* _Required work_: Collect every line in the rows below that contains the word "spoon", and copy each of those lines in full. Matching is case-sensitive.

**** Material supplied ****

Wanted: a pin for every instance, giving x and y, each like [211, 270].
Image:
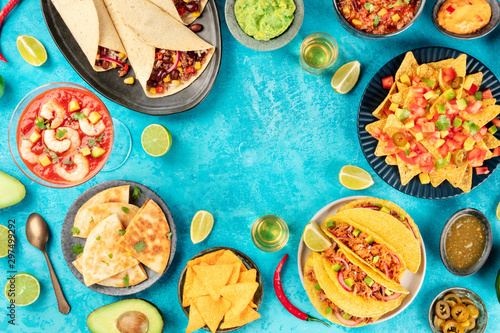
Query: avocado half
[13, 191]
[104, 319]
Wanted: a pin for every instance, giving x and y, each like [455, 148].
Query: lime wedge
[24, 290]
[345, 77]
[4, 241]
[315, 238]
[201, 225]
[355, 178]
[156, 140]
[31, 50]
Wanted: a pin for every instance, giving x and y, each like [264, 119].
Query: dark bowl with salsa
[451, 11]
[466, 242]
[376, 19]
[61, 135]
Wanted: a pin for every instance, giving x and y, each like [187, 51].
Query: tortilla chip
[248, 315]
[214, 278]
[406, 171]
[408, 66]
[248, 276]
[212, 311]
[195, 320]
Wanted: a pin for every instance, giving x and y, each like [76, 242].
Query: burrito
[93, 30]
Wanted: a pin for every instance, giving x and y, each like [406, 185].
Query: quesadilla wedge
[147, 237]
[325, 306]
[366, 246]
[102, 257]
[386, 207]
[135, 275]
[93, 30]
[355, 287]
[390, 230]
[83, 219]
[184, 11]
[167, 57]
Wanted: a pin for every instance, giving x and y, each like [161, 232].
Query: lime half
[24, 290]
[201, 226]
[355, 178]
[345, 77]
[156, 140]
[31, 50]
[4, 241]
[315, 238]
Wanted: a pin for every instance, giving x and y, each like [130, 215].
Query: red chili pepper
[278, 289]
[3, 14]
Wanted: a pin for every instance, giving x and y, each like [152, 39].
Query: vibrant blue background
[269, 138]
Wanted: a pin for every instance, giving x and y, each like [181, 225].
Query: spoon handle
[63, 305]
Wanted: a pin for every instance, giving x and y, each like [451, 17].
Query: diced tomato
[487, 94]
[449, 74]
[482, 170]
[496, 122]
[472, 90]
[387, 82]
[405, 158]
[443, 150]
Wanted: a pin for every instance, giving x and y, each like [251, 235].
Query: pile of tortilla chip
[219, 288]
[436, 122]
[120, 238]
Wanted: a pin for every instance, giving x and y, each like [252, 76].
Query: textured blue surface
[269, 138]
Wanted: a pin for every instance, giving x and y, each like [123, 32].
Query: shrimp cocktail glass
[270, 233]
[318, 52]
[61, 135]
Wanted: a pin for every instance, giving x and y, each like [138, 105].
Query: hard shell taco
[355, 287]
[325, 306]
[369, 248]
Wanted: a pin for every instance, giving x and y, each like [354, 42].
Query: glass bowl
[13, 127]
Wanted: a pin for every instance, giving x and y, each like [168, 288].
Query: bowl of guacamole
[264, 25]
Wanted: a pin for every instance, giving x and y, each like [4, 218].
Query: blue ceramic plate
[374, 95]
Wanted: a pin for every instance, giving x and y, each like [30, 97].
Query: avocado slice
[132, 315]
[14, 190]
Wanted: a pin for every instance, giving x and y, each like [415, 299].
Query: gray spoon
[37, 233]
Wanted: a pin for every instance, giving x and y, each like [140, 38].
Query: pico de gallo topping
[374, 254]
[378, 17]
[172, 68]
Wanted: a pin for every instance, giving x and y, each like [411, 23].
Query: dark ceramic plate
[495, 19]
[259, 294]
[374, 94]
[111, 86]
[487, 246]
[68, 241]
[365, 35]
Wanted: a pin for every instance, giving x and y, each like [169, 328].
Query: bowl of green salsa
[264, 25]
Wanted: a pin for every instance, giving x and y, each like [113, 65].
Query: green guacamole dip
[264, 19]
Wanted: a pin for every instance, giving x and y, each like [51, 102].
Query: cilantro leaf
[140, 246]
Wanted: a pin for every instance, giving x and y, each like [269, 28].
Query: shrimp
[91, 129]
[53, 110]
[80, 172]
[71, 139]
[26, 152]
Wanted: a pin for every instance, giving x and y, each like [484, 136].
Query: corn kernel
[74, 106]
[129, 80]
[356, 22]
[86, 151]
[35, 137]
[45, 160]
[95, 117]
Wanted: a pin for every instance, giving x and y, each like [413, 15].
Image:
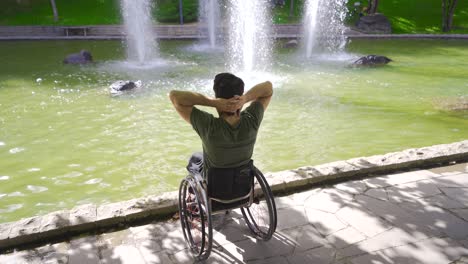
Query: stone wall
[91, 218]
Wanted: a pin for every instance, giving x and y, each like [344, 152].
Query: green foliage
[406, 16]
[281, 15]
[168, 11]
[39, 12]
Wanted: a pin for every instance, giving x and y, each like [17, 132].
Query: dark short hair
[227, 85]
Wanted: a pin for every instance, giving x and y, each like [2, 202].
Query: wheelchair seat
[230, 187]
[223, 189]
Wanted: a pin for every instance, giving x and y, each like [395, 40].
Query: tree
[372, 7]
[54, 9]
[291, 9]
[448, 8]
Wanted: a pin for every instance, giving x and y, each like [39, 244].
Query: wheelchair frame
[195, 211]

****
**** Material supplied ****

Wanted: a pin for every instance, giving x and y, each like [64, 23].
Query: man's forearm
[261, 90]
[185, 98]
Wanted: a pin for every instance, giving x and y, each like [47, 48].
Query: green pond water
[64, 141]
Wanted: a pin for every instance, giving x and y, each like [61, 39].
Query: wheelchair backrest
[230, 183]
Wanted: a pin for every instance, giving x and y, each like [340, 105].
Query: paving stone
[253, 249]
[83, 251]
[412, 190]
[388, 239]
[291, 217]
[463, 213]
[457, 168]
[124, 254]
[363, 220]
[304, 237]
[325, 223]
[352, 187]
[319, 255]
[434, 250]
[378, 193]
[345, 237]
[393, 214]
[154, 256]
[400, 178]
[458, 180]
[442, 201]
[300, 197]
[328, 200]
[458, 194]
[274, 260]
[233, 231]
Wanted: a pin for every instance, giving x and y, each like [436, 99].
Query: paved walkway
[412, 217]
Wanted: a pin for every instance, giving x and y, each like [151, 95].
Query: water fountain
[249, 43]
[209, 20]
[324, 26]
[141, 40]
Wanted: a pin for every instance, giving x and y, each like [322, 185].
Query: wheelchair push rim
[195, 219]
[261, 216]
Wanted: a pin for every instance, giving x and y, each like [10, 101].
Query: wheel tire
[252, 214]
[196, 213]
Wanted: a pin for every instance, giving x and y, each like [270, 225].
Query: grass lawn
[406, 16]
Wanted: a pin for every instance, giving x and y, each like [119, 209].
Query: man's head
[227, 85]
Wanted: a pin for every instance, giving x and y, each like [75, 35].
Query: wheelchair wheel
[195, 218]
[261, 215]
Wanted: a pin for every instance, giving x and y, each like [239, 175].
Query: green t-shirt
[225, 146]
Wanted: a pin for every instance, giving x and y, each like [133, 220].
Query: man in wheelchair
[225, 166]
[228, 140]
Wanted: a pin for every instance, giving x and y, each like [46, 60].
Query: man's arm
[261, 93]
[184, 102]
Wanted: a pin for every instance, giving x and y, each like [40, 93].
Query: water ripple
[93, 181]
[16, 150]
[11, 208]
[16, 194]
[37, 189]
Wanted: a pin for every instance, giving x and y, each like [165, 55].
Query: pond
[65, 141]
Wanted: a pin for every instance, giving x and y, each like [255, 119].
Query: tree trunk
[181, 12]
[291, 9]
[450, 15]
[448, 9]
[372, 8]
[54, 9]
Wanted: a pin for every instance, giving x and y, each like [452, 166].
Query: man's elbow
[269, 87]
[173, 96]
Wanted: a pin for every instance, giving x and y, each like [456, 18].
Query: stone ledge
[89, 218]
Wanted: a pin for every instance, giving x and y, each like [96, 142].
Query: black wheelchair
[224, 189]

****

* _Worked answer_:
Query: spoon handle
Query: gray spoon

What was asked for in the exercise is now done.